__Kurze Aufgabe A__. Wie viele Tage war Belgien nach dem Zerfall der Regierung im Dezember 2018 laut dem Meinungsbeitrag über Belgien ohne Regierung ohne Regierung?
__Kurze Aufgabe B__. Führen Sie den Meinungsbeitrag über Belgien ohne Regierung ab seinem letzten Satz fort.

__Meinungsbeitrag__.
--
Ein Standpunkt von Hans-Jürgen Geese.
Im Zeitraum der Jahre 2010, 2011 stellte Belgien einen Weltrekord auf. Sage und schreibe 589 Tage lebte das Land ohne eine Regierung. Sie könnten meinen, dass Belgien aus dieser Erfahrung gelernt hätte. Aber nein! Im Dezember 2018 fiel die belgische Regierung über das Thema Migration auseinander. Die Belgier ergriffen die Gelegenheit beim Schopf und schafften es anschließend tatsächlich, nach 652 Tagen ohne Regierung ihren eigenen Weltrekord noch einmal zu verbessern.
Was hatten die Bürger falsch gemacht? Nun, sie hatten gewählt, wie es ihre Pflicht war. In Belgien muss der Bürger zur Wahl gehen. So will es das Gesetz. Die Schuld an dem doppelten Debakel kann also nur bei den Politikern liegen. Sie hatten durch die Wahl von den Bürgern zwar den Auftrag erhalten, das Land zum Wohl aller zu regieren. Es stellte sich allerdings heraus, dass die Politiker nicht einmal in der Lage waren, eine Regierung zu bilden. Auf die Idee, sich vorrangig um das Wohl des Landes und der Bürger zu kümmern, waren sie nicht gekommen. Sie kümmerten sich erst einmal um sich selbst und um ihre Parteien. Wenn Sie je ein Beispiel der Bankrotterklärung von Demokratie im extrem brauchen, hier wurde es Ihnen geliefert. Demokratie als Selbstbedienungsladen für Politiker, deren Interessen vor allen anderen Interessen bestehen.
Der „Normalbürger“ wundert sich eigentlich nur noch in Verachtung: „Dass die sich nicht schämen!“ Wie man so sagt: Du brauchst als Politiker eine dicke Haut. Menschliche Gefühle, Anstand, Stolz ausblenden zu können und die Idee vom Gemeinwohl zu vergessen ist eine Grundvoraussetzung für den Job. Es geht in der Politik nicht um die Menschen im Lande. Es geht vorrangig um die Parteien, und es geht um bestimmte wirtschaftliche Interessen. Sind Wahlen also sinnlos?
--
__Bereitgestelltes Material__.
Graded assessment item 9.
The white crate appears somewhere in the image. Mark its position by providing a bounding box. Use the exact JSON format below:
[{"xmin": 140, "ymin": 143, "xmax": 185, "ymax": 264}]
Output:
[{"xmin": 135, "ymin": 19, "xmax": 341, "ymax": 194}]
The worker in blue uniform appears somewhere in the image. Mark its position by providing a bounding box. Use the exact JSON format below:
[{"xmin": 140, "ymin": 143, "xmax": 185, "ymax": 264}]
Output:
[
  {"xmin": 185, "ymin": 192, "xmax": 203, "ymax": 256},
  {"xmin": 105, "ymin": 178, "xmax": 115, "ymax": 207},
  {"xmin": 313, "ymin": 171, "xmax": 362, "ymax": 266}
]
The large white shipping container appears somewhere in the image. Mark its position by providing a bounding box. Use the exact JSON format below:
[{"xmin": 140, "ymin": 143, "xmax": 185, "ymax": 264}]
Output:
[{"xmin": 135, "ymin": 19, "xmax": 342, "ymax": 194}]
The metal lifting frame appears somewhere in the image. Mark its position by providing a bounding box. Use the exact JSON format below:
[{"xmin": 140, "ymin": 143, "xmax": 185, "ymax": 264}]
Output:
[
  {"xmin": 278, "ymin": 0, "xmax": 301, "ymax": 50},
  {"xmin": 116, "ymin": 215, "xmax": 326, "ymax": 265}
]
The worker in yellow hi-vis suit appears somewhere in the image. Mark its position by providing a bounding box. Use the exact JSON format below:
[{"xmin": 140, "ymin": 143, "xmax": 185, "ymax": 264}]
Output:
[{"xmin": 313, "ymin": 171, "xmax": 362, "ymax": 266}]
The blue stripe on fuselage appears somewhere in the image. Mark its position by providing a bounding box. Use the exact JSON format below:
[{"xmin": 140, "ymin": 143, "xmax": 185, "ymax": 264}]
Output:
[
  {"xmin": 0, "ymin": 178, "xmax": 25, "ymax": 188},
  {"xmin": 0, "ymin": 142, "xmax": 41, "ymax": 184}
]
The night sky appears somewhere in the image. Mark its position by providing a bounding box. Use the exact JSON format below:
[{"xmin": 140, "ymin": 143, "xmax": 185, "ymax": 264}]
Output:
--
__Antwort A__. 652 Tage.

__Antwort B__.
Wutbürger
Ich zitiere Wikipedia: „Der zuvor kaum verwendete Begriff wurde durch den Essay „Der Wutbürger“ des Journalisten Dirk Kurbjuweit in der Ausgabe der Zeitschrift „Der Spiegel“ vom 11. Oktober 2010 geprägt. Darin wird er als Angehöriger eines bürgerlichen Milieus beschrieben, der „mit der bürgerlichen Tradition“ gebrochen und der Politik die Gefolgschaft aufgekündigt habe. Bei dem von ihm beschriebenen Personenkreis handele es sich vornehmlich um eine ältere und wohlhabende konservative Personengruppe, die sich mit „Wut“ und „Empörung“ gegen als Willkür empfundene politische Entscheidungen wende und sich durch einen ausdauernden Protestwillen auszeichne.“
Der Begriff schaffte es in den Duden und wurde 2010 sogar zum Wort des Jahres gewählt. Dabei ist der Wutbürger doch sicherlich Demokrat, der brav seine bürgerlichen Pflichten als Wähler erfüllt. Und trotzdem echauffiert sich dieser Mensch? Als Demokrat? Was ist denn da schief gelaufen? Wir fragen noch einmal: Sind Wahlen sinnlos? Aber das kann und darf ja wohl nicht sein. Das wäre doch die Bankrotterklärung der Demokratie schlechthin, oder etwa nicht?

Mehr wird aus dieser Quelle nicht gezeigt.